[DIRECTION A]
Decide whether each statement below agrees with the data sync text. Answer yes or no for each and quote the deciding words of the text word for word.
(i) Version one ran console commands on a cron schedule.
(ii) Laravel introduced a native solution for preventing duplicate syncs in version 9.0.
(iii) The performance improvements cut the sync's runtime from twelve hours to two.
[DIRECTION B]
Write out the passage of the data sync text word for word, starting with "After a lot" and going on through "logic to them.".

═══ TEXT PROVIDED

Discovering that users in the source system weren’t required to have a unique email address was somewhat of a surprise though, especially as that’s critical for customers of an online store. We found fields we assumed to be required were often missing in various ways: sometimes null, sometimes empty strings. Fields were often noisy with assorted formats for telephone numbers and compound names, or they had surrounding whitespace from when it was input or just from fixed length database columns. Like an archeological dig we kept unearthing more gotchas and historical inconsistencies.

After a lot of back and forth and trial and error our data sync stabilised, alongside working with the client to improve their processes for entering and updating data.

Version Two

The next dilemma though was that our sync was slow. The number of available products rapidly increased and the time to finish a sync grew. Version one ran console commands on a cron schedule, and with something like parallel we could have pushed this model further, but the Laravel framework has first-class support for queued jobs so it made sense to shift the syncing logic to them.

Doing this gave us control over the concurrency of different jobs - the data sync was becoming a more resource intensive process and we didn’t want to starve out any other processes.

Version one already had Sentry alerts so we didn’t lose any visibility of issues that cropped up which can often happen with queue jobs. At first we used the Symfony Lock component to ensure that we weren’t running the same sync multiple times, however Laravel introduced a native solution in version 8.0. The downside of both these solutions however is that if an unexpected error does occur, you either have to wait for the lock to expire or manually remove it before another sync will take place.

Moving to queued jobs however didn’t sort the amount of time certain syncs took: 4.8 million stock units is a lot to process sequentially, even with more control over resource usage and concurrency.

After an extensive performance audit, we began more smartly batching updates and being more judicious in our filtering, making sure that we only updated the target when the fields in the source had changed. By trading database load for CPU usage we markedly improved the sync’s runtime, from twelve hours to four. Even with this improvement, if a new product went live on the client’s system at 9am, it might not appear in the online store until 1pm.

══════
═══ SUPPLIED RECORDS

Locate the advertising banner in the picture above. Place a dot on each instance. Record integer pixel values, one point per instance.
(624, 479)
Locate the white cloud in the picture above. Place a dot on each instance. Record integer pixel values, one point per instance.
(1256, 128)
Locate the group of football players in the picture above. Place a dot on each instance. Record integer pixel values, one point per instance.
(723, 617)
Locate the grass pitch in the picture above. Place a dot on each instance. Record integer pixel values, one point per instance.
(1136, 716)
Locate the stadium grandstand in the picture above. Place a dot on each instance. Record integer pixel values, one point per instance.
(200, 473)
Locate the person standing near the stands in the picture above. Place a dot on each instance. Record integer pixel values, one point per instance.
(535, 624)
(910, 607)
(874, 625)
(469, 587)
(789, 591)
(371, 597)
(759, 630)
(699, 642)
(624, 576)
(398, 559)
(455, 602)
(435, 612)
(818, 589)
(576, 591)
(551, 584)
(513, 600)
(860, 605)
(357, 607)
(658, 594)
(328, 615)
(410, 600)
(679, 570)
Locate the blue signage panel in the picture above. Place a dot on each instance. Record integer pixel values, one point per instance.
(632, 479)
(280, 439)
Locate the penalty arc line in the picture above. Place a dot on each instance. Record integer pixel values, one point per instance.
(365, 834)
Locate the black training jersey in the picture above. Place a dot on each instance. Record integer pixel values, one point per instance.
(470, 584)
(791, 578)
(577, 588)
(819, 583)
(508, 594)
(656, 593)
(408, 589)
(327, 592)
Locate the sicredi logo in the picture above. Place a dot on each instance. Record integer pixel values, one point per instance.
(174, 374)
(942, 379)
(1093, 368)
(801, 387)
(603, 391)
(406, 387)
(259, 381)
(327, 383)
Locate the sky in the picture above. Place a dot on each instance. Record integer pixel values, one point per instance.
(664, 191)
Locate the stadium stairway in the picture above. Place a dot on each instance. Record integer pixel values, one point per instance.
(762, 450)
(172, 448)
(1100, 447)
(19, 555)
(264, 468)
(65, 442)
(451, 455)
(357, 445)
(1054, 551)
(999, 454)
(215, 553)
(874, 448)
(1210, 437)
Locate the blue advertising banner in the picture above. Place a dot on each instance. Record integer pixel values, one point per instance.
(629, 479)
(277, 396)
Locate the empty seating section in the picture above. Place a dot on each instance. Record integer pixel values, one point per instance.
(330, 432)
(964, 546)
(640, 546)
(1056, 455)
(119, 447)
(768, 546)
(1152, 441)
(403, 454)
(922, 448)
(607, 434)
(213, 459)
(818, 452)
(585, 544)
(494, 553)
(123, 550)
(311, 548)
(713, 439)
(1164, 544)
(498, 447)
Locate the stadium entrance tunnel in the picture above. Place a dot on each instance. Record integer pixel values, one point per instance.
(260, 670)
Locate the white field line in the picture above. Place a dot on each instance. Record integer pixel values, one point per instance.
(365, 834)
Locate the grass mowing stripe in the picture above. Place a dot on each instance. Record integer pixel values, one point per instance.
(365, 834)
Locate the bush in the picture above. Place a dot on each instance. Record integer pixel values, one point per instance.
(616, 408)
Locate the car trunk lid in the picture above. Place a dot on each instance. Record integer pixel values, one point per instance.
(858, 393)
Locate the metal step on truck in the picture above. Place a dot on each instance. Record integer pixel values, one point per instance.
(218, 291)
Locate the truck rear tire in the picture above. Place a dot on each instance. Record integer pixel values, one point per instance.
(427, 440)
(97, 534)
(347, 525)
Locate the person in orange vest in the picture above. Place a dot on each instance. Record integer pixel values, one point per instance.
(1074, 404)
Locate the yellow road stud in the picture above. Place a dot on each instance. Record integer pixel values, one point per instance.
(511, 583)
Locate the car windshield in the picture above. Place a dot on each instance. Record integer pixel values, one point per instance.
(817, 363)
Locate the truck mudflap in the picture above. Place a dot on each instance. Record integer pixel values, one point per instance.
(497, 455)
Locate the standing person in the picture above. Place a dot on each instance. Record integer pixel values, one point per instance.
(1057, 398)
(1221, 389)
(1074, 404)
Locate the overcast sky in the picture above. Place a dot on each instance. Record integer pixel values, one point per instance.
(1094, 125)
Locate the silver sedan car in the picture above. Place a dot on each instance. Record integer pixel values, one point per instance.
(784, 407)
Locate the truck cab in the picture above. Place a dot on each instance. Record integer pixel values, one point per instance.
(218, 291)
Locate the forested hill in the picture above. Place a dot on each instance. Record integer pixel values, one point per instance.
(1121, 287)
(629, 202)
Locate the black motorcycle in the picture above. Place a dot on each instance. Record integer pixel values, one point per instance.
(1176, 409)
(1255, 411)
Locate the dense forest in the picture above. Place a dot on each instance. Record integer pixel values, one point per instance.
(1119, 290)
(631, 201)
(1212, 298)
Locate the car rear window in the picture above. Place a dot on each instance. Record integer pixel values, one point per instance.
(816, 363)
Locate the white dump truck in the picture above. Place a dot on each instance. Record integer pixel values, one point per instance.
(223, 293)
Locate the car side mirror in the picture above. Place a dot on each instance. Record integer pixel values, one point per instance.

══════

[EXERCISE OUTPUT A]
(i) Yes: "Version one ran console commands on a cron schedule"
(ii) No: "however Laravel introduced a native solution in version 8.0"
(iii) No: "we markedly improved the sync’s runtime, from twelve hours to four"

[EXERCISE OUTPUT B]
After a lot of back and forth and trial and error our data sync stabilised, alongside working with the client to improve their processes for entering and updating data.

Version Two

The next dilemma though was that our sync was slow. The number of available products rapidly increased and the time to finish a sync grew. Version one ran console commands on a cron schedule, and with something like parallel we could have pushed this model further, but the Laravel framework has first-class support for queued jobs so it made sense to shift the syncing logic to them.